== To do ==
Rewrite as a numbered list the lines of the material below, from the line containing "of the man's" through the last line, with any blank lines left out.

== Supplied material ==

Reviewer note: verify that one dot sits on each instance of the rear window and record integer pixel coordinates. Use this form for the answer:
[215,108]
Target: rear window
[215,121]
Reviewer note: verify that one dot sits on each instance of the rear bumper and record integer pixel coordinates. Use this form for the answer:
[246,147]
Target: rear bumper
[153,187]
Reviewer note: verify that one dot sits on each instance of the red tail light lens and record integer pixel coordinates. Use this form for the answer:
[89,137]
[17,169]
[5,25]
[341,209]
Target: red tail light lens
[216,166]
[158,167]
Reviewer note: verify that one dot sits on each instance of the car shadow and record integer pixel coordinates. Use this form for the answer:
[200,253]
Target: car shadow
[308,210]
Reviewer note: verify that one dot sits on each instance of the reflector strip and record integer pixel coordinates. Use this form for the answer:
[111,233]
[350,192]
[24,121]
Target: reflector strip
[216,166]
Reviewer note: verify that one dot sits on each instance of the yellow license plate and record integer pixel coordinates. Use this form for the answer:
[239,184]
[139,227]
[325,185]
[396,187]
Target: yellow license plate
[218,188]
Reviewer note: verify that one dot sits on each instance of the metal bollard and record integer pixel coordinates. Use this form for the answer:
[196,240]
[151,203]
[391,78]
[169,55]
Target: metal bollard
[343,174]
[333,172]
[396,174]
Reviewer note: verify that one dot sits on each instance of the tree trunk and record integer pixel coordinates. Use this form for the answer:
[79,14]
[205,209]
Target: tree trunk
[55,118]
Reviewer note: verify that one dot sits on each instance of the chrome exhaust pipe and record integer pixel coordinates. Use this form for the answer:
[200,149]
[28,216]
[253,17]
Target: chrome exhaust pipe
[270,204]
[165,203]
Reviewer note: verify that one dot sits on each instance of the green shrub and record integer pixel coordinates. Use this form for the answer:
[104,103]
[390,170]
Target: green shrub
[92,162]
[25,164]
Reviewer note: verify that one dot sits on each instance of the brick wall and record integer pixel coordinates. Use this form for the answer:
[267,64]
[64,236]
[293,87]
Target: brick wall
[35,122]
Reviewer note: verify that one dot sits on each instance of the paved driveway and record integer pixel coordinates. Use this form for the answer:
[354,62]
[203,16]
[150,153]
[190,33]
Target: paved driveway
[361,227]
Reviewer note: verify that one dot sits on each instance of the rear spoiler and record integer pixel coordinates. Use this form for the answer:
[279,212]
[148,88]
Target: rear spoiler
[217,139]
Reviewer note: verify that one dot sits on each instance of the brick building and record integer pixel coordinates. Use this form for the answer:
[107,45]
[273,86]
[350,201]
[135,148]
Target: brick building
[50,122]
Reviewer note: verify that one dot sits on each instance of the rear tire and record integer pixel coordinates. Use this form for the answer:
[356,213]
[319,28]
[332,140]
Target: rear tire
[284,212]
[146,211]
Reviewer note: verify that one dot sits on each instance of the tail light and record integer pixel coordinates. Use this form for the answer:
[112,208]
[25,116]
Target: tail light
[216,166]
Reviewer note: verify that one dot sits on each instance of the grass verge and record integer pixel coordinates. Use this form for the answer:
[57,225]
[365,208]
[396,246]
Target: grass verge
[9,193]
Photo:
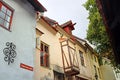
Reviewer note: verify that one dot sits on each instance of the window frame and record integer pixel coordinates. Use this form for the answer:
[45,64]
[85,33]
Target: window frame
[44,55]
[2,3]
[82,58]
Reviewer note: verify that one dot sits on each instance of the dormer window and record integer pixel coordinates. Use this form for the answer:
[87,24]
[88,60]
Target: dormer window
[5,16]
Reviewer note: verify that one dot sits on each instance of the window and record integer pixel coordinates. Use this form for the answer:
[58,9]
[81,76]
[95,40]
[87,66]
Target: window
[99,73]
[5,16]
[81,58]
[95,58]
[58,76]
[44,55]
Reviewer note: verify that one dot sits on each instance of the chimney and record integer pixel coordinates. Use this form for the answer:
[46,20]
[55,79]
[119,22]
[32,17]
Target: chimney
[68,27]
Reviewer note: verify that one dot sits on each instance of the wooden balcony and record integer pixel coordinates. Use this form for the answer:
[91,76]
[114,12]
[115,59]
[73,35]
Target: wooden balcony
[69,57]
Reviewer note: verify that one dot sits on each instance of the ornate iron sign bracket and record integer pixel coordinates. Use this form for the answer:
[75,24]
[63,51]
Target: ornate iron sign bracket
[9,52]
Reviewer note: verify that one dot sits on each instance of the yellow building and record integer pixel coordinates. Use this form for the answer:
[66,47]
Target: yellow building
[60,55]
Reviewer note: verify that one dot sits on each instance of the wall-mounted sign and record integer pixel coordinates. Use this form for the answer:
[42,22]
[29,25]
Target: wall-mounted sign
[9,52]
[24,66]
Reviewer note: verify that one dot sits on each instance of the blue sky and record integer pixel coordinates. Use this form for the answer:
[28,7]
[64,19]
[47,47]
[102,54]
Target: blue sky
[65,10]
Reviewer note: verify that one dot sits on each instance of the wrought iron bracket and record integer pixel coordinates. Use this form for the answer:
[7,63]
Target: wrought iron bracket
[9,52]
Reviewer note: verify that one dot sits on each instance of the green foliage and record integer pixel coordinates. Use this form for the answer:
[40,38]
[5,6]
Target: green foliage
[96,33]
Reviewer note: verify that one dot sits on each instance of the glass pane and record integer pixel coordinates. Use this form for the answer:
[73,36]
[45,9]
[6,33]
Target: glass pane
[6,24]
[9,12]
[2,15]
[7,18]
[1,21]
[3,9]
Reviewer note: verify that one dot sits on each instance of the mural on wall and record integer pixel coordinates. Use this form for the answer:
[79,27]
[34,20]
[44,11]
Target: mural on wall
[9,52]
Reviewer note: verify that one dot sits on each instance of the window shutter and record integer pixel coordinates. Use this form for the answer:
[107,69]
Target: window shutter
[38,42]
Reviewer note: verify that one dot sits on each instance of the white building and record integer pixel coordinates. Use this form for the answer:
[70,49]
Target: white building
[17,39]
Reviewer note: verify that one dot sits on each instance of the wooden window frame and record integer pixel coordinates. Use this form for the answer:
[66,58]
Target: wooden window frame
[44,55]
[82,58]
[6,15]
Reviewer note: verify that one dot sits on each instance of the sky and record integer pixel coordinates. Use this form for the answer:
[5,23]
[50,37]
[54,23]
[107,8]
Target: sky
[65,10]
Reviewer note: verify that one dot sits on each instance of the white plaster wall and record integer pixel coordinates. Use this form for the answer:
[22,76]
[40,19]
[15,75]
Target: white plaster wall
[51,38]
[23,36]
[107,72]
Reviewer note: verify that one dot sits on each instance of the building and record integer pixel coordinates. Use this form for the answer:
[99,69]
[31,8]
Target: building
[61,55]
[110,13]
[48,59]
[108,70]
[17,42]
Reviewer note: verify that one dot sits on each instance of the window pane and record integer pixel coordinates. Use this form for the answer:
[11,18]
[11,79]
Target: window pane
[41,59]
[2,15]
[6,24]
[1,21]
[7,18]
[46,49]
[4,9]
[41,47]
[9,12]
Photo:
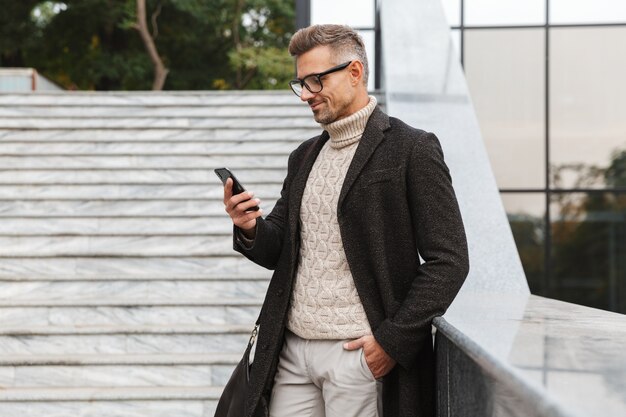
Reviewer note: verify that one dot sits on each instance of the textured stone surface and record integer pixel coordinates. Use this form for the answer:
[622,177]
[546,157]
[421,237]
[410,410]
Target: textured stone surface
[120,294]
[534,356]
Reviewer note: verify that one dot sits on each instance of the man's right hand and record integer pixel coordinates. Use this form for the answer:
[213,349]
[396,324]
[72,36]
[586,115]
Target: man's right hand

== Result ==
1. Reviewer note: verify that one dot sits on each instance of the man's right hand and record integer pixel coordinates. Use this form for the answer:
2. [213,349]
3. [396,324]
4. [72,36]
5. [586,115]
6. Target: man's right hand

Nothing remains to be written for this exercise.